### Excerpted text
2018 is likely to be remembered as the year of the consent pop-up. With the introduction of the EU General Data Protection Regulation (GDPR), we were all inundated with emails and notifications for new consent requests and bombarded with a lot of information about privacy policies being updated and other adjustments to the way our data was being processed. 2018 would perhaps be well remembered as the year of GDPR.




This was also the year in which every company started panicking about reaching the May 25th deadline in order not to receive one of the potential fines of up to 4% of their global annual turnover or 20 million euro. This Saturday will mark the first anniversary since GDPR came into effect. 

2019, however, will be the year of readying up for the California Consumer Privacy Act (CCPA), while 2020 will be again, for consumers, a year of updated privacy policies and pop-ups for consent. Companies will have to decide if they adopt the same measures only for Californians or for the rest of its US consumers, while the US Government evaluates whether there is a need for a country-wide framework. 

But what do these laws have in common, and how do they compare to each other? For a side-by-side of CCPA vs GDPR, keep reading below. 

CCPA stands for California Consumer Privacy Act, which is the new piece of legislation passed in 2018 and will come into effect in the State of California from January 1st, 2020. 

The main question that businesses who’ve prepared for GDPR are asking themselves is: do I need to be ready for CCPA too or have we done enough with GDPR? The answer depends on a few factors that we’ll analyze below.

Firstly, it’s important to look at the defining factors that will tell whether CCPA will apply to your business. These are the different scopes of application for this legislation:


Material scope

CCPA applies to any business processing information from consumers who are residents of the state of California. The first step in this test is to determine whether you classify as a ‘business’ under CCPA, and that will happen if your company meets at least one of these conditions:

  1. You have an annual gross revenue of over 25 million USD.
  2. You collect, buy, or sell the personal information of over 50 thousand or more consumers, households, or devices.
  3. You derive 50% or more of your annual revenue from selling consumer’s personal information.

In addition, while GDPR covers any resident of the European Union (and also the EEA), CCPA is geared towards the protection of consumers only. This means that companies who do not profit from the selling of information or who are not providing a service or selling goods will not be covered by this law.

### What is asked
According to the privacy law excerpt, on what date does the CCPA come into effect in California? The rows have no connection to the privacy law excerpt.

### Material
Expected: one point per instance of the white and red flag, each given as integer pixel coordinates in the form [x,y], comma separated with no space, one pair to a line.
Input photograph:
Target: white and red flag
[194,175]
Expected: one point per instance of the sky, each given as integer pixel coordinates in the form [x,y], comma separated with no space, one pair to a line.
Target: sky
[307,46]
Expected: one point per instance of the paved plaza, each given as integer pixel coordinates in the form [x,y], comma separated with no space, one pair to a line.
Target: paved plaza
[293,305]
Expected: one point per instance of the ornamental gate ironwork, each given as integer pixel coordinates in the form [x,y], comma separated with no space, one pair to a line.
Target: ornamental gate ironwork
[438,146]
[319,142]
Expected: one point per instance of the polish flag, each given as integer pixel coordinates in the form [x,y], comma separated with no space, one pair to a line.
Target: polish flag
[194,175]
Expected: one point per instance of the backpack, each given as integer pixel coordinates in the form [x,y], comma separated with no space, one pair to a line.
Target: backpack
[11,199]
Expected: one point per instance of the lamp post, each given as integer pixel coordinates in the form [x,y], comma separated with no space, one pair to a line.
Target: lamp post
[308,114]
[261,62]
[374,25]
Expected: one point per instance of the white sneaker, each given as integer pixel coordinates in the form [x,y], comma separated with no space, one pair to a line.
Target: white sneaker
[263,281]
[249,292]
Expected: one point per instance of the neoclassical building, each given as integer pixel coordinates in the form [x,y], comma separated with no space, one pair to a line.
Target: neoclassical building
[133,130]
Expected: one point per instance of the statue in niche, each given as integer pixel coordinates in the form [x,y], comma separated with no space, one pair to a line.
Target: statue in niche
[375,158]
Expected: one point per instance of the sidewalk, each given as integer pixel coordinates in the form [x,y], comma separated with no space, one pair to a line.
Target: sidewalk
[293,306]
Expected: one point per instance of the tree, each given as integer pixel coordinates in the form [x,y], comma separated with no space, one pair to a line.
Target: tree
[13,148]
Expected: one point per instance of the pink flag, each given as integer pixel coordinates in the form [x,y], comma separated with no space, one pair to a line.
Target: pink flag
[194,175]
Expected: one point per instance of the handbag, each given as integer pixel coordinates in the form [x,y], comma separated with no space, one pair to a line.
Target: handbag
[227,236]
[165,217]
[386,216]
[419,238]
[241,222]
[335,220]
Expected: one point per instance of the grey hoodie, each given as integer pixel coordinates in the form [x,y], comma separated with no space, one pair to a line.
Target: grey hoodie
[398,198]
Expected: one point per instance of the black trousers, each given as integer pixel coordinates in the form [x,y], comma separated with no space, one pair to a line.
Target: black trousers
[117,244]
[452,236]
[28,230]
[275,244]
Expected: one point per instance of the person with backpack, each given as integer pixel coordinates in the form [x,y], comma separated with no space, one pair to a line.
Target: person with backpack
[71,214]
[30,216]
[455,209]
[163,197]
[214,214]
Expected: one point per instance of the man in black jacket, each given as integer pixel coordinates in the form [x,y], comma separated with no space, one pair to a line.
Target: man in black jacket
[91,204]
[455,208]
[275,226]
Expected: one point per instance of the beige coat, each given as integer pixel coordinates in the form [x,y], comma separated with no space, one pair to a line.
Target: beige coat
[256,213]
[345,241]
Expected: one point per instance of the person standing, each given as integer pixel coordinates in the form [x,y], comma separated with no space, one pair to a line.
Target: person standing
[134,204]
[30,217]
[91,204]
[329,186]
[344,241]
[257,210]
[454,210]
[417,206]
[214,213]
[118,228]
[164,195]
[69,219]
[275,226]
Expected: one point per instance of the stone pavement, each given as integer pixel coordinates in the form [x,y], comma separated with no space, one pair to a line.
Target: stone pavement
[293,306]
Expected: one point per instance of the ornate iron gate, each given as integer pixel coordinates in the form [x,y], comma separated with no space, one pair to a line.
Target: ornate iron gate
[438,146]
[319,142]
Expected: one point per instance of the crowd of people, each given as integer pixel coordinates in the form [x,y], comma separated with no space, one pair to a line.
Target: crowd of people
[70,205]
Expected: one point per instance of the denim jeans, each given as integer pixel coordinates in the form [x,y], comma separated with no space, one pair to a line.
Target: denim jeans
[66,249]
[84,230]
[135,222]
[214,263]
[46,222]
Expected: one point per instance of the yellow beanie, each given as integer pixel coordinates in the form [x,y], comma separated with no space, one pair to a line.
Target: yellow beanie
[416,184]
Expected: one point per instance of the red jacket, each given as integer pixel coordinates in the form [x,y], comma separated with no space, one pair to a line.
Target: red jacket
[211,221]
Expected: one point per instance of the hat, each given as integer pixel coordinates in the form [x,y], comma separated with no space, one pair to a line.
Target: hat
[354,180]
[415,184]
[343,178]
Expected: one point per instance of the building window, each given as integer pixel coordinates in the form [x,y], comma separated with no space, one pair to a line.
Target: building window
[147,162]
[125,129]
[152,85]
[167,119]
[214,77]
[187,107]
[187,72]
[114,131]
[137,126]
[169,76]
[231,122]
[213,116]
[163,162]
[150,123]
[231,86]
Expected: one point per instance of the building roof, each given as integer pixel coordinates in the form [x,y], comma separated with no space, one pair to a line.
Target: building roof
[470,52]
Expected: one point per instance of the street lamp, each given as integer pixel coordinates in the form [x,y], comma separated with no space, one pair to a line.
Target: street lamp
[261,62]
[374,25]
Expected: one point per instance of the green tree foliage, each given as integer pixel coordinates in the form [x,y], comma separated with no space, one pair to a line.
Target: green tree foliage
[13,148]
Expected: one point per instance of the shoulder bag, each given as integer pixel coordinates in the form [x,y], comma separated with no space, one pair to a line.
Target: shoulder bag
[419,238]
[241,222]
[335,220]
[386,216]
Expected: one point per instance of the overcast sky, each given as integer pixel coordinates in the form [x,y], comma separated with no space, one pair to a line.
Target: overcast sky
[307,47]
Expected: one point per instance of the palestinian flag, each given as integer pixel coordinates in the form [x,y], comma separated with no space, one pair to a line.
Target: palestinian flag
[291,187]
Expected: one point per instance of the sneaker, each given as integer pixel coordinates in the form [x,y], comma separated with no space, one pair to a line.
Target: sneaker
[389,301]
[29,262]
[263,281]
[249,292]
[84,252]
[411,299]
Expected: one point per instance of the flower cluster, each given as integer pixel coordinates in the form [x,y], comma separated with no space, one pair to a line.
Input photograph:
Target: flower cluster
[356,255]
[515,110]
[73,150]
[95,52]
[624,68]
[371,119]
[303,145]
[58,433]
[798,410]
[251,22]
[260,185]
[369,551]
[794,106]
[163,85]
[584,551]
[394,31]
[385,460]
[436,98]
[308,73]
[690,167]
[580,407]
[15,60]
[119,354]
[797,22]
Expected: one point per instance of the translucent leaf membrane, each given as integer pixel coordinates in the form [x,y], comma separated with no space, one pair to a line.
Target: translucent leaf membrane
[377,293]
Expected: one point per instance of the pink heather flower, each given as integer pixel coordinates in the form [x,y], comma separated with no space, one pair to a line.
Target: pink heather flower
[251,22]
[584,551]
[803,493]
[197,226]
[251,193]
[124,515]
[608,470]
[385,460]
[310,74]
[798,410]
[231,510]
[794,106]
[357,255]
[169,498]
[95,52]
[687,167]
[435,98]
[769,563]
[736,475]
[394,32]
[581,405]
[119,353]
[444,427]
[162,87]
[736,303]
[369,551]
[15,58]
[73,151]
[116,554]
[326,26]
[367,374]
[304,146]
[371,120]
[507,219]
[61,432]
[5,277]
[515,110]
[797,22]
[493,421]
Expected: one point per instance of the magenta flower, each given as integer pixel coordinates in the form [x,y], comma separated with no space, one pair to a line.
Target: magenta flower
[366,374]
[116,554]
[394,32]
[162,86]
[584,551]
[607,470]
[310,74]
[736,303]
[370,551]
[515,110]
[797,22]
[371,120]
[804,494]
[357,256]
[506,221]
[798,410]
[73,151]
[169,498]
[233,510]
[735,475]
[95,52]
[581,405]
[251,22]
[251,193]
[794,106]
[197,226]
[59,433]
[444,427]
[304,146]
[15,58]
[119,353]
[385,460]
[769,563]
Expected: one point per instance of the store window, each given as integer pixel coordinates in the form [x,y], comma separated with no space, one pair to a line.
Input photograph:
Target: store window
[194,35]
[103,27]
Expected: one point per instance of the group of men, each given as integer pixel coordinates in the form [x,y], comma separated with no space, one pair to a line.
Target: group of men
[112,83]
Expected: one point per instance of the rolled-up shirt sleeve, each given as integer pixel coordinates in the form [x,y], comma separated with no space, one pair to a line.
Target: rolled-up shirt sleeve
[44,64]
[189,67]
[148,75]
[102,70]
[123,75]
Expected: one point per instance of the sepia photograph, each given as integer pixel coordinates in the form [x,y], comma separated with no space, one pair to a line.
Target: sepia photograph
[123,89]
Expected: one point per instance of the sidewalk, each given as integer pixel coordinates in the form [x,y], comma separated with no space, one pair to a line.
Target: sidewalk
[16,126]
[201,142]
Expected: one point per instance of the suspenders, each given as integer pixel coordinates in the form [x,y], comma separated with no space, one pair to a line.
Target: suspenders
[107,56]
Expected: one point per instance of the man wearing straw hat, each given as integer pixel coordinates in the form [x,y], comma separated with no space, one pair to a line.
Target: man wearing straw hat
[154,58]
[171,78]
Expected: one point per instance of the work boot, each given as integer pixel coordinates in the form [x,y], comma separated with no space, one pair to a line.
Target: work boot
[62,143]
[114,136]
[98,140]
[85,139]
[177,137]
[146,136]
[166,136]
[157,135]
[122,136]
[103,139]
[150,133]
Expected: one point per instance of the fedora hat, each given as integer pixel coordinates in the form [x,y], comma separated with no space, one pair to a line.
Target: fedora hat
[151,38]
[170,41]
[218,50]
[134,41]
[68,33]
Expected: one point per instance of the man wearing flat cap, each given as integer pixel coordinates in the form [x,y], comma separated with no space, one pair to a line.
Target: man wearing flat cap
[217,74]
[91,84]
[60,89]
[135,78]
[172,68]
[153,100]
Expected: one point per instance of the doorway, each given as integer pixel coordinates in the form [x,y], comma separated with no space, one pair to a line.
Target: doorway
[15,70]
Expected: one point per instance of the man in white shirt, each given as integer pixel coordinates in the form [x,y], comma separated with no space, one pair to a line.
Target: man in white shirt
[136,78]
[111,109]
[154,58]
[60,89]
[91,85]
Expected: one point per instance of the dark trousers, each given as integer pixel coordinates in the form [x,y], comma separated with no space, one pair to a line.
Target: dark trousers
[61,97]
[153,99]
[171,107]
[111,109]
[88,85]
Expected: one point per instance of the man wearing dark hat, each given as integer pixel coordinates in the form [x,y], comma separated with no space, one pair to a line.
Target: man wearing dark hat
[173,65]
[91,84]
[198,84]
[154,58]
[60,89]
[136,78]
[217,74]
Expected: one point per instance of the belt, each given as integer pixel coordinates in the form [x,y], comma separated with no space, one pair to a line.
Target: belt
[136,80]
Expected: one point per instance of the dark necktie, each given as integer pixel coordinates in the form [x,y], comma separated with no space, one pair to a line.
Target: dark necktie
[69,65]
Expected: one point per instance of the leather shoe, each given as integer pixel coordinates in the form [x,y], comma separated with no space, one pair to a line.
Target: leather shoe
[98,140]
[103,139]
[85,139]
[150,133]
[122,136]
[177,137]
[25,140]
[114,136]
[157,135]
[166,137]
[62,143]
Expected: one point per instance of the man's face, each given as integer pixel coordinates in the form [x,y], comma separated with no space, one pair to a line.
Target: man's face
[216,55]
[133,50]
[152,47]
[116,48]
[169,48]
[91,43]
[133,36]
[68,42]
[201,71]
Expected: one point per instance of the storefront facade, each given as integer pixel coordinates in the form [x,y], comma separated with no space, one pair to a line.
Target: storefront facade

### Correct response
January 1st, 2020.